__ZIEL 1__
Entscheiden Sie für jede der drei Aussagen, ob sie mit dem folgenden Brief übereinstimmt, und antworten Sie jeweils mit Ja oder Nein samt den entscheidenden Worten des Briefes als wörtlichem Zitat: (a) Der Aufenthalt in Wien soll etwa zehn Tage dauern. (b) Der Juli ist als Reisezeit am günstigsten. (c) Der ganze Sommer soll gemeinsam am Mondsee verbracht werden.

__AUSZUG__
An Marie Erner - Zürich, den 19. April 1874

Mit Ihnen will ich nun das Geschäftliche wegen meines Hinkommens besprechen, da Sie doch das Hausmütterchen sind und für die Sachen aufkommen müssen. Also das Schlössel ist mir das beste in jedem Fall, vorausgesetzt, daß es nicht gerade eine Ausspannung für Fuhrleute ist. Wenn ich dann dort bin, so komme ich jeden Tag ein paar Mal zu Euch. Die Hauptsache ist, daß ich am Abend gut versorgt und nicht der Kneipwildnis von Wien überlassen bin oder wenigstens in guter Kompanie ausrücke. Was nun die Zeit betrifft, so schickt es sich für mich im Juli auch am besten; ich würde es dann so einrichten, daß ich etwa zehn Tage in Wien wäre und dann mit Euch an den Mondsee reiste, was ich mir als lustig vorstelle; dann aber nach ein paar Tagen mich seitwärts in die Büsche schlüge. Ich soll noch mit einem andern Wiener, der in Meran hockt, diesen Sommer irgendwo zusammentreffen, was alsdann am besten um jene Zeit geschähe. Wenn Ihnen meine Zusendung wirklich einiges Vergnügen gemacht hat, so bin ich über Verdienen belohnt. Ich würde am liebsten gleich wieder ein Bildchen anfangen, wenn es nicht zu weichlich wäre, zuviel für sein Vergnügen zu tun (husten Sie nicht!)...

__VORLIEGENDE DATENSÄTZE__
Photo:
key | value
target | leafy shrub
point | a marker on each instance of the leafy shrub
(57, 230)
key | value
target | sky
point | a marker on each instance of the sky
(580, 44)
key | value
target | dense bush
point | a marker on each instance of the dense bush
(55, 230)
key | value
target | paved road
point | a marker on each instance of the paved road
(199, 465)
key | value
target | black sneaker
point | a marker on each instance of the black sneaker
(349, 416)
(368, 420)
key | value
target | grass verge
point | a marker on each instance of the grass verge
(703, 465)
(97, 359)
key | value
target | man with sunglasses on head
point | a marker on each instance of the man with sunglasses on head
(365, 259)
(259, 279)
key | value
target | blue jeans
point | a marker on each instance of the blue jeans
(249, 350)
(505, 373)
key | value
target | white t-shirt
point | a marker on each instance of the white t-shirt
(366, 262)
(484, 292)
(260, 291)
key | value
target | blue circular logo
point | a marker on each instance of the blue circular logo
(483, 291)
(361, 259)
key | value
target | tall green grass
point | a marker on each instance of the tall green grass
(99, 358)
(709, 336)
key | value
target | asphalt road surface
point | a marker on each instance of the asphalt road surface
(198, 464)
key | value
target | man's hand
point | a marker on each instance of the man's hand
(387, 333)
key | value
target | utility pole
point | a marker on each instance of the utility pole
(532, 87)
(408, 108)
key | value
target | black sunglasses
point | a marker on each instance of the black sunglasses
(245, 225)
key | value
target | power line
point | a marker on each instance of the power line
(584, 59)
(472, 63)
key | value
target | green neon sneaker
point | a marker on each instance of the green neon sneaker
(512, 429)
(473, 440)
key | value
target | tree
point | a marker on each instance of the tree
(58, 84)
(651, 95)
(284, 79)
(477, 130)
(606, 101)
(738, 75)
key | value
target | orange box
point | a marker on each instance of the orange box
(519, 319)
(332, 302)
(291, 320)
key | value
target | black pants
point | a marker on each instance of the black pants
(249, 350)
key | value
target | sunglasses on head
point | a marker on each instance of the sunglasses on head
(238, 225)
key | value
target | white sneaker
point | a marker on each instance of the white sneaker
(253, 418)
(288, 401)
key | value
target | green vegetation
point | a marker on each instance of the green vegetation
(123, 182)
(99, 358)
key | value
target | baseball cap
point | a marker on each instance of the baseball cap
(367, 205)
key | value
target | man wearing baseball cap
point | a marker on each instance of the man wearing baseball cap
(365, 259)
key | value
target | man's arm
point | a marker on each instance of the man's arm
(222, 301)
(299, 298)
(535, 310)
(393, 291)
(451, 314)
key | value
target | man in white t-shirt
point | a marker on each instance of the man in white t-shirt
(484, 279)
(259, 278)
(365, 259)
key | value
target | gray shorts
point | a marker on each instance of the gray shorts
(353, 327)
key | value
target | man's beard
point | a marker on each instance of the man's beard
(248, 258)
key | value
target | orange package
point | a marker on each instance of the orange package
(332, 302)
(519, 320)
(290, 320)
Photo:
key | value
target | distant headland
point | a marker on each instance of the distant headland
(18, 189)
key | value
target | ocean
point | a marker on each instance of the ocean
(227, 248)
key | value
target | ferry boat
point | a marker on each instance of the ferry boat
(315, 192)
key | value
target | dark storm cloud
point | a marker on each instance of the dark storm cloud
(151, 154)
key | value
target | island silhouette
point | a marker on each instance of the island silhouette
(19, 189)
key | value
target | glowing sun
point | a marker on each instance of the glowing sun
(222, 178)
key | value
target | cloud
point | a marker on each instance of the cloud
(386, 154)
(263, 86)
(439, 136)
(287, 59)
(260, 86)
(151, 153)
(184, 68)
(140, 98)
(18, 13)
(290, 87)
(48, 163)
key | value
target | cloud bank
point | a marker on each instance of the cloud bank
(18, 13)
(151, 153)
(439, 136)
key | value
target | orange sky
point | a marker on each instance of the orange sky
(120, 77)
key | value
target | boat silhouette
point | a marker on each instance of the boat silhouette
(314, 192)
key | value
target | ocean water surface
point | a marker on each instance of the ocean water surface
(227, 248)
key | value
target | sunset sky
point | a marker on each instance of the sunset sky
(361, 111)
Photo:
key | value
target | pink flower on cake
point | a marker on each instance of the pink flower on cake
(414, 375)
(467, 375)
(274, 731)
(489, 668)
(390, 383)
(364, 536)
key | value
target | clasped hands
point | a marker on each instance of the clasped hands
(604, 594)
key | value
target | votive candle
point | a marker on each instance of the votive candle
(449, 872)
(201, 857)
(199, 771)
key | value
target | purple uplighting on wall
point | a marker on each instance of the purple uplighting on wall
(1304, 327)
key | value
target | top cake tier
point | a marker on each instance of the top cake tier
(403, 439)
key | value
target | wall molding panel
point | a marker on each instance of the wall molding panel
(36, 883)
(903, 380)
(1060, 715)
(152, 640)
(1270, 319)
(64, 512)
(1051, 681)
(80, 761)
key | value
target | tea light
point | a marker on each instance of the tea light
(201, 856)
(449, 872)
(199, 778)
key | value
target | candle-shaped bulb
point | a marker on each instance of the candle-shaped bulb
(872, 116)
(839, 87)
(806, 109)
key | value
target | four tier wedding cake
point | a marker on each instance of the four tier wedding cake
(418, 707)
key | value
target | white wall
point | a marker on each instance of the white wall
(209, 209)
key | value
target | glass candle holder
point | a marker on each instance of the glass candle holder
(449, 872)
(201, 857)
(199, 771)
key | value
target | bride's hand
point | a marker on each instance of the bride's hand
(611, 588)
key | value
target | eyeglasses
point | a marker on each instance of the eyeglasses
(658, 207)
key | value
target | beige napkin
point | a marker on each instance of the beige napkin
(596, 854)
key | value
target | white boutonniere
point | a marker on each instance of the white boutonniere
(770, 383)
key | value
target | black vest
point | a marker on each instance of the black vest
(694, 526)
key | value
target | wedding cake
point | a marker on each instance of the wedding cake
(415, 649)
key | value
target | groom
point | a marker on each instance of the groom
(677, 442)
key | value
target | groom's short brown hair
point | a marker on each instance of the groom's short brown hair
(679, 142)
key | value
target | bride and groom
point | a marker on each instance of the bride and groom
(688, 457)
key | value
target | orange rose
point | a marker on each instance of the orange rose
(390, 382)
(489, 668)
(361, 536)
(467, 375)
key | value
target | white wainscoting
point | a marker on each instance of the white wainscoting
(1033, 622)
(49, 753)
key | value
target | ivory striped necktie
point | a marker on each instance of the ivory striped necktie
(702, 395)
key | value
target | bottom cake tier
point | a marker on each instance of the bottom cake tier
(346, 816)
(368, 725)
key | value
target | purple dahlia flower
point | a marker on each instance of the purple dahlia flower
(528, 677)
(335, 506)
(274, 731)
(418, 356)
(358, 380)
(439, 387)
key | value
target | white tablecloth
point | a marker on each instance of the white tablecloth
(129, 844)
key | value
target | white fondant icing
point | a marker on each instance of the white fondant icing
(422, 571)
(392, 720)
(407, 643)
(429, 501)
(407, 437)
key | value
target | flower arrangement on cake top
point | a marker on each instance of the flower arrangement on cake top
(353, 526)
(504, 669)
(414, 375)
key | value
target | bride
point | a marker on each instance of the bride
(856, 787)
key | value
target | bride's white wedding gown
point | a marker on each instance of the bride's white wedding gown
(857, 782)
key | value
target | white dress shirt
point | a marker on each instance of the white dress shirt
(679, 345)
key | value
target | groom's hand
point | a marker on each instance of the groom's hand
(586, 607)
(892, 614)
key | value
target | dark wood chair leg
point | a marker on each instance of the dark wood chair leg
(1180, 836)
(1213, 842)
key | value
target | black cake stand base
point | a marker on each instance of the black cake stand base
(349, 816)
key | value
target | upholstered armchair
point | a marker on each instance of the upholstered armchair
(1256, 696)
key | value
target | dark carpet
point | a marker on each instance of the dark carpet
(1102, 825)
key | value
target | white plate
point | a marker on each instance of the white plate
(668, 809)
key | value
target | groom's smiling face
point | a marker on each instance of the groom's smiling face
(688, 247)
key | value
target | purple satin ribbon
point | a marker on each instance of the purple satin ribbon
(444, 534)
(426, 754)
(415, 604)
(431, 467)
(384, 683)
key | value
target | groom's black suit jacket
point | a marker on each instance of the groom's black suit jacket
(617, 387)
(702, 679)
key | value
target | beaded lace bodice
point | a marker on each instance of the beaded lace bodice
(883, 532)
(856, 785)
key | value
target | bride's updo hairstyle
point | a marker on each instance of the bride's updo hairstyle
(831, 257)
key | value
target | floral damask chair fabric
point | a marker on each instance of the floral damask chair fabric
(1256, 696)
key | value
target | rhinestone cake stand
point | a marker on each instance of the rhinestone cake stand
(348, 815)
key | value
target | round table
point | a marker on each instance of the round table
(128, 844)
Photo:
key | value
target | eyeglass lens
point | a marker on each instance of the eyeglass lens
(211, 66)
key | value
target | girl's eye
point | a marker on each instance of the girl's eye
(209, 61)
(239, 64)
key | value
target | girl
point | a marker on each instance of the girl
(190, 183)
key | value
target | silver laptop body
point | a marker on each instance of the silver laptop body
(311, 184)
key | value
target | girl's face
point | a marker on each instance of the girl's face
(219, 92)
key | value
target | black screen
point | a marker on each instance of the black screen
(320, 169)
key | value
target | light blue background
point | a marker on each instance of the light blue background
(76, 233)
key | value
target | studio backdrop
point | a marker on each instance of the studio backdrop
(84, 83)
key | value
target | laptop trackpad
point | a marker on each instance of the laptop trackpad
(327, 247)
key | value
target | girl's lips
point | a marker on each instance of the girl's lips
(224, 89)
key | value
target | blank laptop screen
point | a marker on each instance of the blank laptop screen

__ZIEL 2__
Geben Sie an, wie viele Zeilen der Datensätze die Zeichenfolge „rose“ enthalten, wobei Groß- und Kleinschreibung zählt. Nennen Sie nur die Zahl.

__FERTIGE LÖSUNG 1__
(a) Ja: „daß ich etwa zehn Tage in Wien wäre“
(b) Ja: „so schickt es sich für mich im Juli auch am besten“
(c) Nein: „dann aber nach ein paar Tagen mich seitwärts in die Büsche schlüge“

__FERTIGE LÖSUNG 2__
2